▶ [Passage given]
Perhaps the most familiar physical manifestation of the 3-dimensional isoperimetric inequality is the shape of a drop of water. Namely, a drop will typically assume a symmetric round shape. Since the amount of water in a drop is fixed, surface tension forces the drop into a shape which minimizes the surface area of the drop, namely a round sphere.

1 The isoperimetric problem in the plane
2 The isoperimetric inequality
3 Generalizations
4 Isoperimetric inequalities in a metric measure space
5 References
6 See also
7 External links

[edit] The isoperimetric problem in the plane

If a region is not convex, a "dent" in its boundary can be "flipped" to increase the area of the region while keeping the perimeter unchanged.

An elongated shape can be made more round while keeping its perimeter fixed and increasing its area.

The classical isoperimetric problem dates back to antiquity. The problem can be stated as follows: Among all closed curves in the plane of fixed perimeter, which curve (if any) maximizes the area of its enclosed region? This question can be shown to be equivalent to the following problem: Among all closed curves in the plane enclosing a fixed area, which curve (if any) minimizes the perimeter?

This problem is conceptually related to the principle of least action in physics, in that it can be restated: what is the principle of action which encloses the greatest area, with the greatest economy of effort? The 15th-century philosopher and scientist, Cardinal Nicholas of Cusa, considered rotational action, the process by which a circle is generated, to be the most direct reflection, in the realm of sensory impressions, of the process by which the universe is created. German astronomer and astrologer Johannes Kepler invoked the isoperimetric principle in discussing the morphology of the solar system, in Mysterium Cosmographicum (The Sacred Mystery of the Cosmos, 1596).

▶ [Stated task 1]
Output the passage on the isoperimetric inequality word for word, in full.

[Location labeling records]
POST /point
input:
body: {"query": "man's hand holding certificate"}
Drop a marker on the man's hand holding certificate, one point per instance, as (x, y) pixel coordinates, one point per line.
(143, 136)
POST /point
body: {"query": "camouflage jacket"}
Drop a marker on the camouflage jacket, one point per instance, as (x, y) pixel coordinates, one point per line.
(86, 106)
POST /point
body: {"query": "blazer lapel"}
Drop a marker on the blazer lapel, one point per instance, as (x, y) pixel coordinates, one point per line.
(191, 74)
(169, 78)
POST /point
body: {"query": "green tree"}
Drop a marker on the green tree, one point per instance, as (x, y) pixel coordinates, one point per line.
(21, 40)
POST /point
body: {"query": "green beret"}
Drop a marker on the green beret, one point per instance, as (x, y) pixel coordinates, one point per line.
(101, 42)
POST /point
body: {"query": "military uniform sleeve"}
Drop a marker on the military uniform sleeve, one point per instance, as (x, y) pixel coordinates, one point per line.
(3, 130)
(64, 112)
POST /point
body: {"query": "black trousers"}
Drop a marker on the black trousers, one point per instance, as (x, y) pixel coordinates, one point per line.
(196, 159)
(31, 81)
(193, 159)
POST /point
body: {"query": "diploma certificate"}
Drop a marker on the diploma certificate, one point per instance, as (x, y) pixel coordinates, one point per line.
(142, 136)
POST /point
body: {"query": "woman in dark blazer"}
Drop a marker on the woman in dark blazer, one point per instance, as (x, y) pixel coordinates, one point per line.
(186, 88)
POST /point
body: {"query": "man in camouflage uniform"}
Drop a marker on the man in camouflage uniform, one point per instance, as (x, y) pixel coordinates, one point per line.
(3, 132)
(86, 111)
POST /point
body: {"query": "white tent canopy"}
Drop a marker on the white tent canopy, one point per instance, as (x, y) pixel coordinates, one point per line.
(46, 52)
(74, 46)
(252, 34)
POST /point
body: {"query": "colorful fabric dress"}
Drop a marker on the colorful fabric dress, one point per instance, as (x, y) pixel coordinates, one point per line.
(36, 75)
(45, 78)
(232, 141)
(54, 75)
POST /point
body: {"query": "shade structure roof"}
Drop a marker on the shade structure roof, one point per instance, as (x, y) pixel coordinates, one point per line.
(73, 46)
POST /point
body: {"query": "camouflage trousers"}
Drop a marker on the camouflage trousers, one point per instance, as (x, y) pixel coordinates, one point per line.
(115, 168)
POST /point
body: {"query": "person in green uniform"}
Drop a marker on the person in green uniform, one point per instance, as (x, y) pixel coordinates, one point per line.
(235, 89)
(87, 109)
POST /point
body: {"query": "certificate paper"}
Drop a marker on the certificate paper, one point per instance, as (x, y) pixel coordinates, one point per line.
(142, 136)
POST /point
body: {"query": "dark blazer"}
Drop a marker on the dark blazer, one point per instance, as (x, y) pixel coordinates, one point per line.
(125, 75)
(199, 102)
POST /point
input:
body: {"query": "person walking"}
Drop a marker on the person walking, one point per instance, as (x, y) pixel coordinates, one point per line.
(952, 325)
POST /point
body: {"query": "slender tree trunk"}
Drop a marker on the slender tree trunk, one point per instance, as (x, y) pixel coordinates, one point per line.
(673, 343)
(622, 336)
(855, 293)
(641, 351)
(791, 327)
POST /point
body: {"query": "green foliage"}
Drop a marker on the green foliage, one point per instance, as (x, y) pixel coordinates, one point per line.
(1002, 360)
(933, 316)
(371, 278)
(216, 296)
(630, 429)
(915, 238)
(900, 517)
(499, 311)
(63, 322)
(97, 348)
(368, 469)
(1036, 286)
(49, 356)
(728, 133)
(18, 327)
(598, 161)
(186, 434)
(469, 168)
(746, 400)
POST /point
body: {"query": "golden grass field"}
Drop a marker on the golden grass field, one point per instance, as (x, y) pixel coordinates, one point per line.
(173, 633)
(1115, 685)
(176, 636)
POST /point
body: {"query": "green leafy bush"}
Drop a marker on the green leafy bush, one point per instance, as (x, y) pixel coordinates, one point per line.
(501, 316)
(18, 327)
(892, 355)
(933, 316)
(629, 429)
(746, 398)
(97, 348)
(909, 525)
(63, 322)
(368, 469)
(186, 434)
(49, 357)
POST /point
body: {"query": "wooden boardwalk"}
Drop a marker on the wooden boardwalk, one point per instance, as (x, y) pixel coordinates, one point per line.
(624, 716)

▶ [Stated task 2]
Tally the lines in the rows that contain the string "tree" and reply with the number alone.

▶ [Complete output 1]
Perhaps the most familiar physical manifestation of the 3-dimensional isoperimetric inequality is the shape of a drop of water. Namely, a drop will typically assume a symmetric round shape. Since the amount of water in a drop is fixed, surface tension forces the drop into a shape which minimizes the surface area of the drop, namely a round sphere.

1 The isoperimetric problem in the plane
2 The isoperimetric inequality
3 Generalizations
4 Isoperimetric inequalities in a metric measure space
5 References
6 See also
7 External links

[edit] The isoperimetric problem in the plane

If a region is not convex, a "dent" in its boundary can be "flipped" to increase the area of the region while keeping the perimeter unchanged.

An elongated shape can be made more round while keeping its perimeter fixed and increasing its area.

The classical isoperimetric problem dates back to antiquity. The problem can be stated as follows: Among all closed curves in the plane of fixed perimeter, which curve (if any) maximizes the area of its enclosed region? This question can be shown to be equivalent to the following problem: Among all closed curves in the plane enclosing a fixed area, which curve (if any) minimizes the perimeter?

This problem is conceptually related to the principle of least action in physics, in that it can be restated: what is the principle of action which encloses the greatest area, with the greatest economy of effort? The 15th-century philosopher and scientist, Cardinal Nicholas of Cusa, considered rotational action, the process by which a circle is generated, to be the most direct reflection, in the realm of sensory impressions, of the process by which the universe is created. German astronomer and astrologer Johannes Kepler invoked the isoperimetric principle in discussing the morphology of the solar system, in Mysterium Cosmographicum (The Sacred Mystery of the Cosmos, 1596).

▶ [Complete output 2]
4